» **Soal Singkat A**: Terjemahkan kalimat dari kutipan dokumen ini ke dalam bahasa Inggris: "Nenek moyang mereka 300 tahun lalu mengucap sumpah, sehingga garis keturunan mereka tak bisa saling mengunjungi."
» **Soal Singkat B**: Menurut kutipan dokumen ini, pada hari dan tanggal berapa Daulat Raja Alam Pagaruyung beserta rombongan tiba di rumah penerus kerajaan Kuto Basa?

» **Kutipan Dokumen**:
════

Upacara Mencabut Sumpah 300 Tahun Keluarga Kerajaan Pagaruyung

TOPIKINI – Setelah terpisah tiga abad lamanya, dua kerajaan yang masih bersaudara, yaitu kerajaan Pagaruyung di Batusangkar dan kerajaan Kuto Basa di Dharmasraya Sumatera Barat, kembali bersatu setelah menjalankan prosesi maungkai sumpah, atau mencabut sumpah.

Nenek moyang mereka 300 tahun lalu mengucap sumpah, sehingga garis keturunan mereka tak bisa saling mengunjungi. Pertemuan pertama mereka ini, diwarnai linangan air mata dalam prosesi upacara sakral.

Suasana suka cita dan penuh haru mewarnai kedatangan Daulat Raja Alam Pagaruyung, Sutan Haji Muhammad Taufik Thaib dan rombongan ke rumah penerus kerajaan Kuto Basa di nagari Sungai Rumbai, kabupaten Dharmasraya pada sabtu, 25 Mei 2013 lalu.

Kedatangan keluarga kerajaan Pagaruyung ini menandai di mulainya upacara maungkai sumpah mambukak kobek ,atau membuka ikatan sumpah yang di buat nenek moyang mereka yang masih bersaudara kandung .

Tiga ratus tahun lalu, Sutan Sahi Alam dan adik kandungnya Puti Reno Lungguak bersumpah, keturunan laki – laki pagaruyung akan menemui ajal jika datang ke Kuto Basa, sementara keturunan wanita Kuto Basa akan menemui ajal jika berkunjung ke Pagaruyung .

════

» **Blok Data**:
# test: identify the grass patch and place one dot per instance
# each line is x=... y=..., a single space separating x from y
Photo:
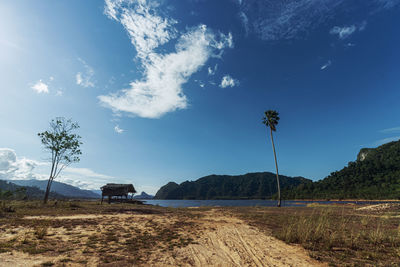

════

» **Jawaban yang Diharapkan A**: Three hundred years ago their ancestors swore an oath, so that their descendants could not visit one another.

» **Jawaban yang Diharapkan B**: Sabtu, 25 Mei 2013.